▶ [DOCUMENT SECTION]
/marklogic-state-conductor

An event-based orchestrator for manipulating MarkLogic database documents.

Primary LanguageJavaScriptOtherNOASSERTION

MarkLogic State Conductor

The MarkLogic State Conductor is an event-based orchestrator for manipulating MarkLogic database documents. State Conductor flows are defined using a subset of Amazon States Language (ASL). State actions are defined using server-side modules. The included driver utilizes MarkLogic's CPF and Triggers to move documents through the defined State flows.

The State Conductor can be used to perform an arbitrary number of context-based processing actions on a subset of documents. Actions could include: invoking a MarkLogic Data Hub flow, transforming a document, applying metadata, or calling an external process.

Installation

Prerequisites:

  1. MarkLogic 9+
  2. ml-gradle 3.14.0+

The State Conductor is distributed as an mlBundle for ml-gradle projects. To add the State Conductor to your project, add the following dependency to your ml-gradle project:

repositories {
  maven {
    url {"https://dl.bintray.com/aclavio/maven"}
  }
}
dependencies {
	mlBundle "com.marklogic:marklogic-state-conductor:0.3.1"
}

The State Conductor utilizes MarkLogic's Content Processing Framework. Add the following to your gradle project's properties file to ensure that the CPF configurations are installed in the required location:

mlCpfDatabaseName=state-conductor-triggers

Usage

Any documents created or modified having the state-conductor-item collection will trigger processing by the State Conductor. They will be evaluated against the context of all installed Flow Files. For each matching Flow File a Job document will be created corresponding to the matching flow and triggering document. A property will be added to the triggering document's metadata indicating the Job file's id:

<state-conductor-job flow-name="flow-name" job-id="ec89d520-e7ec-4b6b-ba63-7ea3a85eff02" date="2019-11-08T17:34:28.529Z" />

NOTE: Document modifications during, or after the competion of a Flow will not cause that document to be reprocessed by that same flow. To run a Flow on a document that it has already been processed by requires manual invokation of the Jobs Service.

▶ [OBJECTIVE]
Please write out the part of the MarkLogic State Conductor text starting at "mlCpfDatabaseName=state-conductor-triggers" and ending at "the Jobs Service.", word for word.

▶ [ENTRIES SUPPLIED]

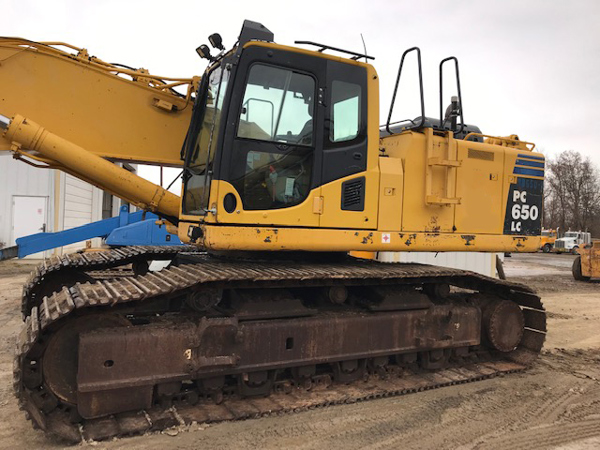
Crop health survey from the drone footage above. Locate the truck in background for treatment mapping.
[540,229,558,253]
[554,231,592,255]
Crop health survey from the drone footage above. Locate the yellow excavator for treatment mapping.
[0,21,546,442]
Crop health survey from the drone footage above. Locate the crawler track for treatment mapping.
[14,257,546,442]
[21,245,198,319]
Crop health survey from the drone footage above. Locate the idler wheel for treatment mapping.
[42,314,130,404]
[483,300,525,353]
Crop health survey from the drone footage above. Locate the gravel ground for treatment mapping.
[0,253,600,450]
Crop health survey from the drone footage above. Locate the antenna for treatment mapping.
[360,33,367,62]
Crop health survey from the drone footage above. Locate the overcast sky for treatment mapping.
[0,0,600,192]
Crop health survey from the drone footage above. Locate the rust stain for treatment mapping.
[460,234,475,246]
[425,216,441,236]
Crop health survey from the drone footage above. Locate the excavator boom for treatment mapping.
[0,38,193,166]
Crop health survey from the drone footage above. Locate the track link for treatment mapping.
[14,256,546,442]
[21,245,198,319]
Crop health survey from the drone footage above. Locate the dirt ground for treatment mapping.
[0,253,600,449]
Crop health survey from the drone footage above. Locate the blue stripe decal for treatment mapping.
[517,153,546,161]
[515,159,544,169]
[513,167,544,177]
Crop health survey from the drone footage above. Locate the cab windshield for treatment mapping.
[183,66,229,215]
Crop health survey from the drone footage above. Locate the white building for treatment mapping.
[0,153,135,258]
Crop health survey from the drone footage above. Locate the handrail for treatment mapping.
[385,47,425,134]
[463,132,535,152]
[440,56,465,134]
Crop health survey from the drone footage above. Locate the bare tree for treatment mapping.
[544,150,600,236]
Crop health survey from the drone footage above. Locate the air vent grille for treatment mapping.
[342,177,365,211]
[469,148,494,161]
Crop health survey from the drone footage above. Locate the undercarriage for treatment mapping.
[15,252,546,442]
==
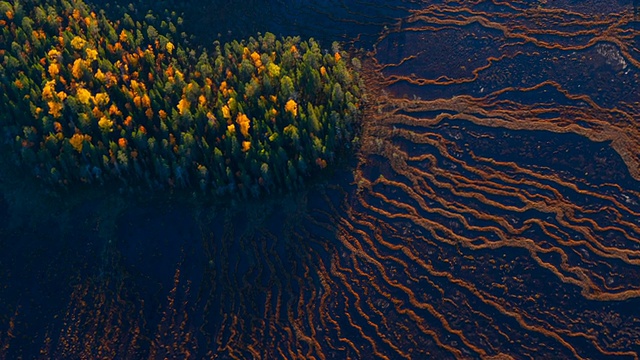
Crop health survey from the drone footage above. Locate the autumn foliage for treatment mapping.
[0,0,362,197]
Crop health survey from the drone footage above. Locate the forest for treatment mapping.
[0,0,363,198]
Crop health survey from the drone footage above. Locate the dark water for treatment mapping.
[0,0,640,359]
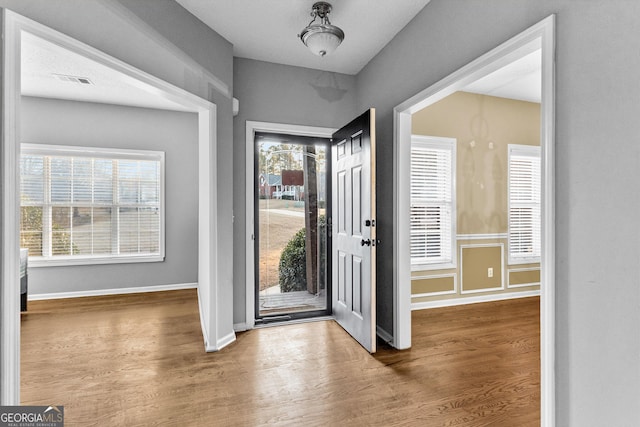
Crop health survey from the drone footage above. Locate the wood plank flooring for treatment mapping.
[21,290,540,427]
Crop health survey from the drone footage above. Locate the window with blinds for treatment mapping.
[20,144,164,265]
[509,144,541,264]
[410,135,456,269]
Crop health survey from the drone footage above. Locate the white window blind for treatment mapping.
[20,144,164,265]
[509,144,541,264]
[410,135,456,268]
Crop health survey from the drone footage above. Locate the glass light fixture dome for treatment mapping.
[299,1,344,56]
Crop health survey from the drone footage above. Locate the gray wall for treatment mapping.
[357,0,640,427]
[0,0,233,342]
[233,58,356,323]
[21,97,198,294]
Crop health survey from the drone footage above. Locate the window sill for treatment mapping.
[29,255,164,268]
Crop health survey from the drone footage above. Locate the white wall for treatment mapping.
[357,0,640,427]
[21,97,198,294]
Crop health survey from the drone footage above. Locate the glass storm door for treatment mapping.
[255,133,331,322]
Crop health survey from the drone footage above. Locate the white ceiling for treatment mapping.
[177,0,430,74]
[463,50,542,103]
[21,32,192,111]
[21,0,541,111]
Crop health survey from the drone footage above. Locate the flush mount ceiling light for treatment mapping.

▶ [RIGHT ANSWER]
mlCpfDatabaseName=state-conductor-triggers

Usage

Any documents created or modified having the state-conductor-item collection will trigger processing by the State Conductor. They will be evaluated against the context of all installed Flow Files. For each matching Flow File a Job document will be created corresponding to the matching flow and triggering document. A property will be added to the triggering document's metadata indicating the Job file's id:

<state-conductor-job flow-name="flow-name" job-id="ec89d520-e7ec-4b6b-ba63-7ea3a85eff02" date="2019-11-08T17:34:28.529Z" />

NOTE: Document modifications during, or after the competion of a Flow will not cause that document to be reprocessed by that same flow. To run a Flow on a document that it has already been processed by requires manual invokation of the Jobs Service.